PROVIDED DATA →
######

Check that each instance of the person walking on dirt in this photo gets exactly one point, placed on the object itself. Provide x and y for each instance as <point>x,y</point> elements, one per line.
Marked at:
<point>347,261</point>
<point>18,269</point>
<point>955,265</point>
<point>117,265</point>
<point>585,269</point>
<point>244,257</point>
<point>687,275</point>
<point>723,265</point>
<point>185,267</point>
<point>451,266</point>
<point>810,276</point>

######

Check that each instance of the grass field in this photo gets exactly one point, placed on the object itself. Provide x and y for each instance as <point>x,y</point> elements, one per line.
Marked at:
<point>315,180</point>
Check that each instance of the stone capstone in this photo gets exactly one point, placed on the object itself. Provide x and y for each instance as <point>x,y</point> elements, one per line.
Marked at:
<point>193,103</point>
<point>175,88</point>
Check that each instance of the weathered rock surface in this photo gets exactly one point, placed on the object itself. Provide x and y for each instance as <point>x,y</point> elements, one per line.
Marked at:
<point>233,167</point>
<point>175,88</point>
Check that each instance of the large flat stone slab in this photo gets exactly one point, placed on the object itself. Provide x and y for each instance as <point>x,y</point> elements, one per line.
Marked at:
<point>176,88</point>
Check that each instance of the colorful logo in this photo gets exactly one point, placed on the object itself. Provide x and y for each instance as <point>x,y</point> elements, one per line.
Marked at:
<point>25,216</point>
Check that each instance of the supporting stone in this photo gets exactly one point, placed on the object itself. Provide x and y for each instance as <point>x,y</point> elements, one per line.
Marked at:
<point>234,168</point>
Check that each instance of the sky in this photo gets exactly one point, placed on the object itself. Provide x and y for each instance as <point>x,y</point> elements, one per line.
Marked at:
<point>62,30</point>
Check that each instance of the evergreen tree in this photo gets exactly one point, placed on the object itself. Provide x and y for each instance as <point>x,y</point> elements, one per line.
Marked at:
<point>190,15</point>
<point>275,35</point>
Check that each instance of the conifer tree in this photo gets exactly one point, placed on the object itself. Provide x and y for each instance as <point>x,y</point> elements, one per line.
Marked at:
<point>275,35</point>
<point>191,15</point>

######

WORK REQUIRED → Show every line from the entries that includes the word "tree".

ANSWER SPACE →
Check that each instance of the evergreen tree in this photo gets exactly one point, placed on the object itself. Provide x and y for each instance as <point>x,y</point> elements, one per line.
Check that each instance of the conifer tree in this photo gets exactly one point, placed on the object itself. Provide x and y for each instance as <point>x,y</point> elements, one per line.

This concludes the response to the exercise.